**ФРАГМЕНТ ИСТОЧНИКА:**
============
Театр. внимательно перечитал манифест Театра.doc, написанный Русланом Маликовым, Александром Вартановым и Татьяной Копыловой, и манифест «Догма-95» Ларса фон Триера и Томаса Винтерберга и попытался найти между ними сходство и различие.
«Поймите, это одно из фундаментальных прав человека — написать манифест. Мы имеем право писать манифест, имеем право не писать манифест».
Ларс фон Триер
За все время, пока существует Театр. doc (далее — «Док»), рефреном повторялись жалобы его участников на отсутствие теоретиков «уровня Шкловского» или хотя бы критиков, способных достойно проанализировать открытия и эксперименты новаторов. На самом деле движение нуждалось не в теории — оно чрезвычайно нуждалось в рефлексии, подтверждением чему могут служить многочисленные круглые столы, семинары, лаборатории, обсуждения еще сырых проектов («читки» и work-in-progress рассматривались как новые «жанры»), насыщенные параллельные программы фестивалей и т. п. «Теория» же рождалась в текстах и интервью основных «идеологов» движения — Михаила Угарова, Елены Греминой, в сопроводительных текстах к спектаклям и фестивальным программам.
============
Записи данных:
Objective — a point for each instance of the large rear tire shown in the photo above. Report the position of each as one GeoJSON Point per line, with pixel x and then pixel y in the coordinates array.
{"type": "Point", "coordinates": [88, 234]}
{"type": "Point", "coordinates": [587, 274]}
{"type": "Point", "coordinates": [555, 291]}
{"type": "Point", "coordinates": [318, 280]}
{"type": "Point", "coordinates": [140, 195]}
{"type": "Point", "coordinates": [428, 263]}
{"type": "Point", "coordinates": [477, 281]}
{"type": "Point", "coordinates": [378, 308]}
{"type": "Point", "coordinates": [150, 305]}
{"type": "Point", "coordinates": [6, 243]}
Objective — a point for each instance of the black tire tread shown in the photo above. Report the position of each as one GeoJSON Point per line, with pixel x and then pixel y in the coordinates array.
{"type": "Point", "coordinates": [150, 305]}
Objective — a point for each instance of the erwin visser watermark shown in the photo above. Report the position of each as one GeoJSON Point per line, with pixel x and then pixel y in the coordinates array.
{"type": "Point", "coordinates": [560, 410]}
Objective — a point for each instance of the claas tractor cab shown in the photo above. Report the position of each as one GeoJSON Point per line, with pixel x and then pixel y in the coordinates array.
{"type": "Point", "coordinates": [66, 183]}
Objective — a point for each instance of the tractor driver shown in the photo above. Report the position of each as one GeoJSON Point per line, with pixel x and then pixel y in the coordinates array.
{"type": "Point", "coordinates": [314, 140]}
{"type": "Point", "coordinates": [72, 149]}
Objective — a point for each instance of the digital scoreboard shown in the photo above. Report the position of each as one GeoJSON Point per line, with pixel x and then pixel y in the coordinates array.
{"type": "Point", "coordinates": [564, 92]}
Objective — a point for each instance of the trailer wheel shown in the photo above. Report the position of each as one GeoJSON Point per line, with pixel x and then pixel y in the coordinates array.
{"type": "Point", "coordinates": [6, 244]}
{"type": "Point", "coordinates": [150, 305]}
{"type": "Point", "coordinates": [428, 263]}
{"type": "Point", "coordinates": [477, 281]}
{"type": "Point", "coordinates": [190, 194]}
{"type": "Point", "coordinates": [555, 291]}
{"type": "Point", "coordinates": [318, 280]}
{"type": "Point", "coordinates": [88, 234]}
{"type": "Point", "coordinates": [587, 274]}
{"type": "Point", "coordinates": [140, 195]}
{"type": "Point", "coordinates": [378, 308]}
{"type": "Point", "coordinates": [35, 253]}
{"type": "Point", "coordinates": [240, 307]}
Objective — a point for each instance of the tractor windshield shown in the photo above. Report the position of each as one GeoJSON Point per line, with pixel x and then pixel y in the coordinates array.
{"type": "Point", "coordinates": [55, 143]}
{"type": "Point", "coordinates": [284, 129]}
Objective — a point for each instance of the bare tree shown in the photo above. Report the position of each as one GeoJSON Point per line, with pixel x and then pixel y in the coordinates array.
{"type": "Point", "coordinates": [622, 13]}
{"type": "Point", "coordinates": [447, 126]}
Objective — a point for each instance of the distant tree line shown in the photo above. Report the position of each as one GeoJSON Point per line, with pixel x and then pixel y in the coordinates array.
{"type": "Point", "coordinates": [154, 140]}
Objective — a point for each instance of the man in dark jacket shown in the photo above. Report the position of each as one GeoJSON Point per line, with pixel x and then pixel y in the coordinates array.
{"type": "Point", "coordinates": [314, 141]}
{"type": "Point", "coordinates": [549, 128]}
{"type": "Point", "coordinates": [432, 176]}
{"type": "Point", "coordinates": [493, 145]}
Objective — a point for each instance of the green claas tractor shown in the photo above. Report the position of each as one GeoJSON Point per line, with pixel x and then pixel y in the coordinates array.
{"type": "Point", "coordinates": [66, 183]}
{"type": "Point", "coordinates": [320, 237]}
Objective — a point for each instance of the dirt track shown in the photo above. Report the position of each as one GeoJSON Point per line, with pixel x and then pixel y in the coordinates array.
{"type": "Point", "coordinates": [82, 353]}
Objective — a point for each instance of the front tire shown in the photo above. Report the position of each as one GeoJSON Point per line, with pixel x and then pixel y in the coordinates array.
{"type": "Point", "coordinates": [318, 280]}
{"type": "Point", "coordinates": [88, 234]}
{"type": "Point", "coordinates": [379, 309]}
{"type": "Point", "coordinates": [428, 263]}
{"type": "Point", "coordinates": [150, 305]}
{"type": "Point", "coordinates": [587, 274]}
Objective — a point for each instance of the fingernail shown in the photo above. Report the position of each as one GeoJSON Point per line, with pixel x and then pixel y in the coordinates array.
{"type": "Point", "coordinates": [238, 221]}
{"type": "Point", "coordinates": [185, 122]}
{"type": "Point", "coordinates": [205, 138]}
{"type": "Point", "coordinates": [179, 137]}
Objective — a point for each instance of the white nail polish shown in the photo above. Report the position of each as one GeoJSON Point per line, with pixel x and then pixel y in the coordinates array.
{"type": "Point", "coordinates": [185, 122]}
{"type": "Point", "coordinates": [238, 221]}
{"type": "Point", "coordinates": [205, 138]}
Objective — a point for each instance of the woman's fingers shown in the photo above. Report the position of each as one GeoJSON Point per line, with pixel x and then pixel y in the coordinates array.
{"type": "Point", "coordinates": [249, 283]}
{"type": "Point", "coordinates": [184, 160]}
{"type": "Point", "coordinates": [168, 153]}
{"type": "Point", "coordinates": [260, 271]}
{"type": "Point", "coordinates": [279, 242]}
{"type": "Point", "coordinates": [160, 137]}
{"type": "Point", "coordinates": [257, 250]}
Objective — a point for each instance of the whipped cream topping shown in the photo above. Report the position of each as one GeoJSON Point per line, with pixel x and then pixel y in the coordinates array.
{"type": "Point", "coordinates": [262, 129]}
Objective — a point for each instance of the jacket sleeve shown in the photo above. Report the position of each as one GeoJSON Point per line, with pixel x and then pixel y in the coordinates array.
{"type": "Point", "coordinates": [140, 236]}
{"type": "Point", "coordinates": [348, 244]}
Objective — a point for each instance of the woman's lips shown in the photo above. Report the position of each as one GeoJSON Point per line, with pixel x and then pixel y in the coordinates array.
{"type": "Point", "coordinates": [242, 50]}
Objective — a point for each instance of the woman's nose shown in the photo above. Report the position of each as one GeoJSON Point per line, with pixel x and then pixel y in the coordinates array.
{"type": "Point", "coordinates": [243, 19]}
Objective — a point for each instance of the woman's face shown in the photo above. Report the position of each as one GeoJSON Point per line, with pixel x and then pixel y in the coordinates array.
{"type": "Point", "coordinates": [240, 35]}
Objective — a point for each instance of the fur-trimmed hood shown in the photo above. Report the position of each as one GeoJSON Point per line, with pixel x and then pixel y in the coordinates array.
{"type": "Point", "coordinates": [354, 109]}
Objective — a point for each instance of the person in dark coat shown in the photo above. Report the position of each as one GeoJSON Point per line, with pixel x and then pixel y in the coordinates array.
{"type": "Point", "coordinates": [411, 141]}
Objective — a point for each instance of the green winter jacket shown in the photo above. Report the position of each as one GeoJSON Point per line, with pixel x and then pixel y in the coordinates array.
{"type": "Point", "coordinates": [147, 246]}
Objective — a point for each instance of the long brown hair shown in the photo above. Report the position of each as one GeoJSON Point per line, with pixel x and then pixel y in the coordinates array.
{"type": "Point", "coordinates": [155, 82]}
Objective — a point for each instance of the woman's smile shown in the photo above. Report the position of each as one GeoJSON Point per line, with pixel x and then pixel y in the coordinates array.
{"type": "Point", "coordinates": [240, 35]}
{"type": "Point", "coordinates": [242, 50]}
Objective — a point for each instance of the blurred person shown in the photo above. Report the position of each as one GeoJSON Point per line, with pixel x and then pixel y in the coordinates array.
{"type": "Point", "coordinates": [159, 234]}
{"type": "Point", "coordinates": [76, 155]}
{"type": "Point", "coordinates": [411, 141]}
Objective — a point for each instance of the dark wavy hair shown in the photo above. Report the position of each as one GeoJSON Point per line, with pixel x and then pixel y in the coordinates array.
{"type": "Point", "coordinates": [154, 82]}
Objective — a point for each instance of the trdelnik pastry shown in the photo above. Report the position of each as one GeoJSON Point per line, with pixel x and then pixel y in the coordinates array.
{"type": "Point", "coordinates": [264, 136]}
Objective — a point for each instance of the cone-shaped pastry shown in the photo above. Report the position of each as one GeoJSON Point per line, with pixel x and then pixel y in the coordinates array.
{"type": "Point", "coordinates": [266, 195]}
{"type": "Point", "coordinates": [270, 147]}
============
**ЧТО НУЖНО СДЕЛАТЬ:** Перепишите целиком текст о манифестах Театра.doc и «Догмы-95», не меняя в нём ни слова и ни знака. Записи для работы не понадобятся.

**ПРАВИЛЬНЫЙ ОТВЕТ:**
Театр. внимательно перечитал манифест Театра.doc, написанный Русланом Маликовым, Александром Вартановым и Татьяной Копыловой, и манифест «Догма-95» Ларса фон Триера и Томаса Винтерберга и попытался найти между ними сходство и различие.
«Поймите, это одно из фундаментальных прав человека — написать манифест. Мы имеем право писать манифест, имеем право не писать манифест».
Ларс фон Триер
За все время, пока существует Театр. doc (далее — «Док»), рефреном повторялись жалобы его участников на отсутствие теоретиков «уровня Шкловского» или хотя бы критиков, способных достойно проанализировать открытия и эксперименты новаторов. На самом деле движение нуждалось не в теории — оно чрезвычайно нуждалось в рефлексии, подтверждением чему могут служить многочисленные круглые столы, семинары, лаборатории, обсуждения еще сырых проектов («читки» и work-in-progress рассматривались как новые «жанры»), насыщенные параллельные программы фестивалей и т. п. «Теория» же рождалась в текстах и интервью основных «идеологов» движения — Михаила Угарова, Елены Греминой, в сопроводительных текстах к спектаклям и фестивальным программам.